#### [Instructions to follow]
Output only the lines of the entries that follow, starting at the one with "Target: black pentagon on ball" and running down to the one with "A point belongs on each instance of the forest", both included and unchanged.
—————
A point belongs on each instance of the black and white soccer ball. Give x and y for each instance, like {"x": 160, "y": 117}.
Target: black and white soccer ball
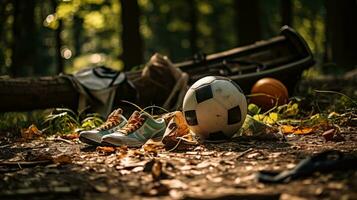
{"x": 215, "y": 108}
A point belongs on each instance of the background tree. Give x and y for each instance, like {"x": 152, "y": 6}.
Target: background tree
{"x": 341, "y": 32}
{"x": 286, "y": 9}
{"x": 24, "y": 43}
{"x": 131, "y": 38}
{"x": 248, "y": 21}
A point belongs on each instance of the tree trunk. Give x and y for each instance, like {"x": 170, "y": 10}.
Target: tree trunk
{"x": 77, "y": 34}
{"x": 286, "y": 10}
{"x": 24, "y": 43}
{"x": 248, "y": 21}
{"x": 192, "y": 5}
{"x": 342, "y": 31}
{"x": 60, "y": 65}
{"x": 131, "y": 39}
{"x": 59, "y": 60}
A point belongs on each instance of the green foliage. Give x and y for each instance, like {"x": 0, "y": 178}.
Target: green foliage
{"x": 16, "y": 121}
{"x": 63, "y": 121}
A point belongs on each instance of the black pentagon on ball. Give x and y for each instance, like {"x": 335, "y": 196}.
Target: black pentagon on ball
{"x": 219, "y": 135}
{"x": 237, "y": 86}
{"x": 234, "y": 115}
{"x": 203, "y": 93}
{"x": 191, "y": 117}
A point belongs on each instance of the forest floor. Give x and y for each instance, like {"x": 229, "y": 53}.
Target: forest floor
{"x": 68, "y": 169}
—————
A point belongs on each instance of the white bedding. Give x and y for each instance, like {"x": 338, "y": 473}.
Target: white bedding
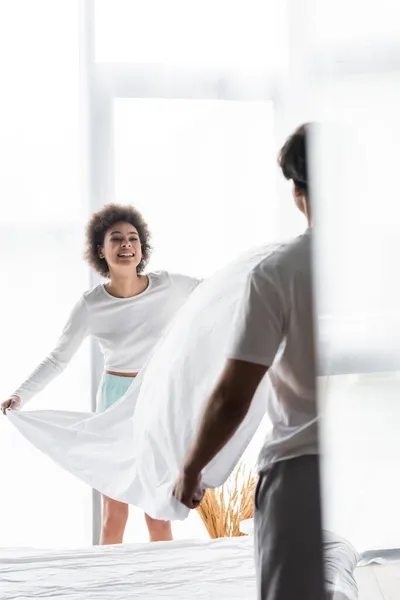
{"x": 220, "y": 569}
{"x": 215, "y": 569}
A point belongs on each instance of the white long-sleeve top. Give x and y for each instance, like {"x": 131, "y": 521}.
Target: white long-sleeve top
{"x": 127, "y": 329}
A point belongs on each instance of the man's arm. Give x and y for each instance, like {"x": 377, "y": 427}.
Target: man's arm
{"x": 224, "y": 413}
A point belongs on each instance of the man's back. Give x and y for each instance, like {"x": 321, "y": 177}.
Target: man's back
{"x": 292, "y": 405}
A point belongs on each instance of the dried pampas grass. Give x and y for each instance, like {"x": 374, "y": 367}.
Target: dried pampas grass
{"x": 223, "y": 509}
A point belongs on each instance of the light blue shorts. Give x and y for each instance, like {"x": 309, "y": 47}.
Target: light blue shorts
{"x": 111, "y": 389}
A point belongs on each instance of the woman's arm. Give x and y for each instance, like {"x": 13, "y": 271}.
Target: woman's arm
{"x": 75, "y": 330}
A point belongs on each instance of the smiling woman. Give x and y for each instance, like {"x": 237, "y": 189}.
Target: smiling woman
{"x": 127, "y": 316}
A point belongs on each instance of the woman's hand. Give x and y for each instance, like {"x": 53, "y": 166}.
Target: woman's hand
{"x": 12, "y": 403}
—————
#### [Reply]
Target: black pentagon on ball
{"x": 219, "y": 135}
{"x": 237, "y": 86}
{"x": 234, "y": 115}
{"x": 203, "y": 93}
{"x": 191, "y": 117}
A point belongs on each instance of the forest floor. Give x and y for each instance, like {"x": 229, "y": 53}.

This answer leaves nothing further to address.